Tarefa proposta 1
Mostre cada linha dos registros em que aparece a palavra "trunk".

Trecho para leitura
# # # #
Na manhã desta terça-feira (24/4), o Promotor de Justiça Millen Castro (MPBA), em nome da Coordenação do Proinfância, realizou a entrega da representação dirigida à Procuradora-Geral da República, para ajuizamento de ação direta de inconstitucionalidade contra o Provimento nº 63, de 14 de novembro de 2017, editado pela Corregedoria Nacional de Justiça, que foi aprovada à unanimidade durante a Assembleia Geral que ocorreu no Rio de Janeiro, durante o V Congresso Nacional do Proinfância.

As razões da representação, assinadas por cinquenta e dois participantes do evento (texto abaixo), foram entregues em Brasília/DF ao Procurador de Justiça Nedens Ulisses (MPMG), Secretário de Relações Institucionais do CNMP, na presença do Presidente da CONAMP, Victor Hugo, da Promotora de Justiça Andrea Teixeira (MPES), Membro Auxiliar da Comissão da Infância e Juventude do CNMP, e da Promotora de Justiça Luciana Rocha, integrante da Coordenação do CAO Infância e Juventude do MPRJ.
# # # #
Material fornecido
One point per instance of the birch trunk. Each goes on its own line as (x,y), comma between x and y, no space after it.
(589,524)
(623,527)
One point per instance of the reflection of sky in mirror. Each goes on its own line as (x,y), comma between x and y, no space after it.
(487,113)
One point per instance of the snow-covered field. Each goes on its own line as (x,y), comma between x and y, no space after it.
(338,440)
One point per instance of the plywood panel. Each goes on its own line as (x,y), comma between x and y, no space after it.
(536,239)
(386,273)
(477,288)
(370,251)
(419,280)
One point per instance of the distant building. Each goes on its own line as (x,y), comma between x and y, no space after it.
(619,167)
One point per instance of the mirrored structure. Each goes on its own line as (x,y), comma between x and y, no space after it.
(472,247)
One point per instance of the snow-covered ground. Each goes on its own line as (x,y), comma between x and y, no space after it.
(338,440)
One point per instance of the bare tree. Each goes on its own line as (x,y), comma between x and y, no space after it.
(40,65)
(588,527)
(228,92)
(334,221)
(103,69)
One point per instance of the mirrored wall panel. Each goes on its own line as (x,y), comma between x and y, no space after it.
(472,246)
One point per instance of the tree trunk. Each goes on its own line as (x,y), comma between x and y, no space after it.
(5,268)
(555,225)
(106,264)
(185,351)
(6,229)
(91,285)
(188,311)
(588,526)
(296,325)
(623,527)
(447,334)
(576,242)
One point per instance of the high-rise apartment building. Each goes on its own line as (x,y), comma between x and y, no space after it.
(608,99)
# # # #
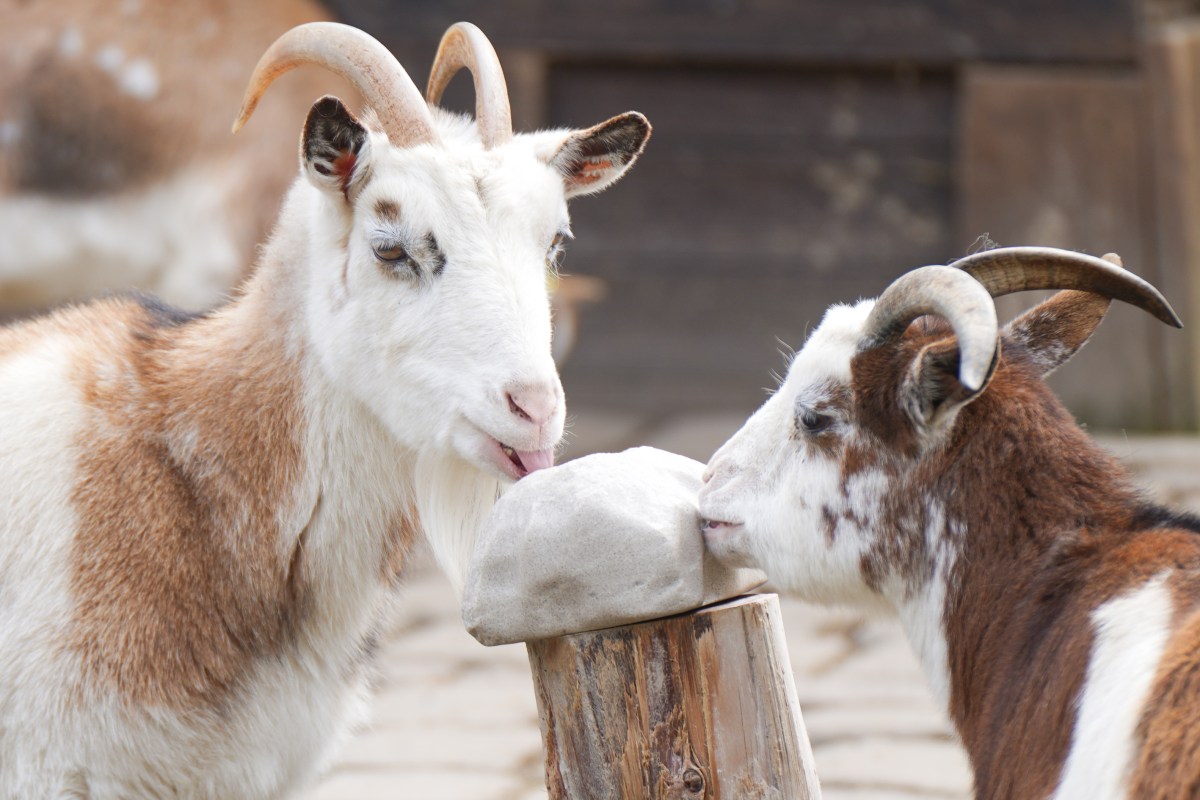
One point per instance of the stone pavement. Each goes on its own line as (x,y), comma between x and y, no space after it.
# # # #
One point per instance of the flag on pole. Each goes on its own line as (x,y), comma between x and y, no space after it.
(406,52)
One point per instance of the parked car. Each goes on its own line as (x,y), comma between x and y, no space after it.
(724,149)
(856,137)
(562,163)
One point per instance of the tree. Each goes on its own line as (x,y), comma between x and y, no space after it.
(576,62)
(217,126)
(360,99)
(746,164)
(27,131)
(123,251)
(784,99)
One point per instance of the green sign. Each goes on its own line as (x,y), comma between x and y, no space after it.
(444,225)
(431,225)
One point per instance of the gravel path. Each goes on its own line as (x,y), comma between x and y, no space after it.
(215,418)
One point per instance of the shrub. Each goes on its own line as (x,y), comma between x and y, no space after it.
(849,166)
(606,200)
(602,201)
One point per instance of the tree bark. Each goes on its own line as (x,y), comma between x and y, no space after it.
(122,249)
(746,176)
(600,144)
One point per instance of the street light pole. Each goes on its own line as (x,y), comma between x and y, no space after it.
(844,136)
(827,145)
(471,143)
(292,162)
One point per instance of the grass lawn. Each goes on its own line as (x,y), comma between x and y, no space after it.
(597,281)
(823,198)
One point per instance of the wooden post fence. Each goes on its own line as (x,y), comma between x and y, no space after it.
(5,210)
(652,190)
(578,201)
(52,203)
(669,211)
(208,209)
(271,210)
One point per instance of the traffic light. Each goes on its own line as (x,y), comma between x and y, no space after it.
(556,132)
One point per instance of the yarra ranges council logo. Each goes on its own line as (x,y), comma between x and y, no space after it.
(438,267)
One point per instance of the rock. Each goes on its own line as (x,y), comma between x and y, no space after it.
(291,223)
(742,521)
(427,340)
# # # #
Tarefa proposta 2
Reescreva a parte do trecho que começa com "As razões da" e termina com "Juventude do MPRJ.", renomeando "Promotora de Justiça" para "Procuradora de Justiça".

Resposta redigida 1
One point per instance of the birch trunk. Each goes on its own line as (x,y), comma between x and y, no space after it.
One point per instance of the tree trunk. Each goes on its own line as (x,y), comma between x and y, no space after it.

Resposta redigida 2
As razões da representação, assinadas por cinquenta e dois participantes do evento (texto abaixo), foram entregues em Brasília/DF ao Procurador de Justiça Nedens Ulisses (MPMG), Secretário de Relações Institucionais do CNMP, na presença do Presidente da CONAMP, Victor Hugo, da Procuradora de Justiça Andrea Teixeira (MPES), Membro Auxiliar da Comissão da Infância e Juventude do CNMP, e da Procuradora de Justiça Luciana Rocha, integrante da Coordenação do CAO Infância e Juventude do MPRJ.